▶ **DATASET ROWS**
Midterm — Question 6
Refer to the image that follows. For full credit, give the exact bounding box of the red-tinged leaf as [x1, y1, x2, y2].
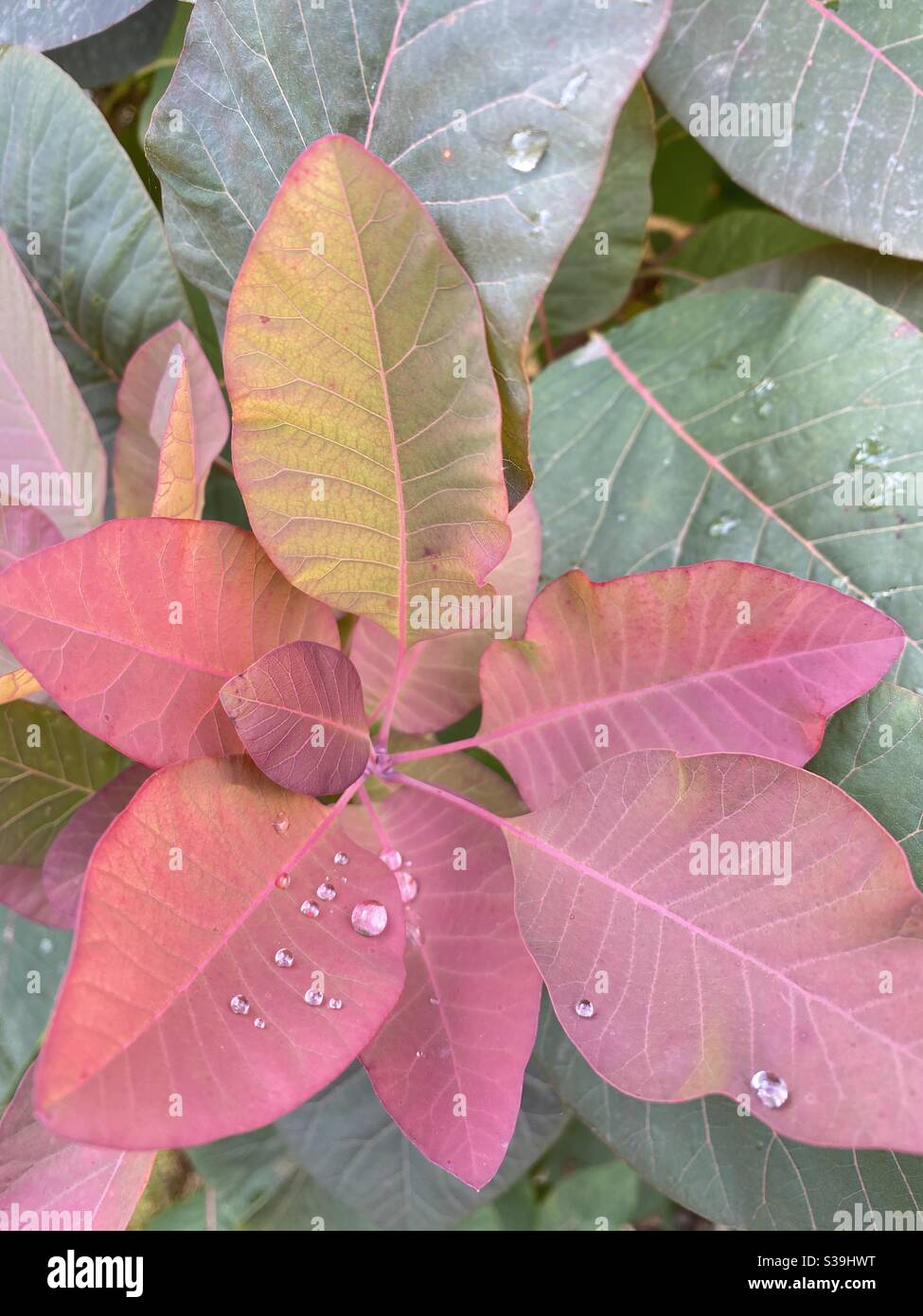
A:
[0, 863, 74, 928]
[347, 765, 541, 1188]
[0, 1069, 154, 1231]
[0, 519, 338, 767]
[112, 321, 230, 516]
[0, 504, 63, 704]
[223, 135, 509, 645]
[222, 641, 371, 795]
[349, 496, 541, 733]
[0, 233, 105, 534]
[151, 347, 200, 517]
[42, 763, 151, 928]
[478, 562, 903, 808]
[508, 752, 923, 1154]
[36, 756, 404, 1147]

▶ **GIVEN REQUEST**
Please copy out every line of the items above, including the text before the answers, but multiply each bounding-box coordinate in the answers by 0.3 and round it to a whole number, with halves rounded up. Leave the pictures out.

▶ **SOLUTION TO THE EXERCISE**
Midterm — Question 6
Refer to the image that follows. For full credit, give the exact bounding box of the red-tinged leaf as [x1, y1, x2, y2].
A:
[0, 259, 22, 278]
[104, 230, 162, 356]
[0, 321, 46, 369]
[0, 156, 101, 230]
[34, 96, 69, 155]
[0, 151, 19, 211]
[67, 41, 153, 194]
[67, 192, 111, 239]
[105, 149, 162, 220]
[0, 70, 32, 160]
[45, 104, 60, 155]
[13, 229, 45, 278]
[143, 169, 271, 242]
[152, 226, 277, 346]
[11, 227, 121, 344]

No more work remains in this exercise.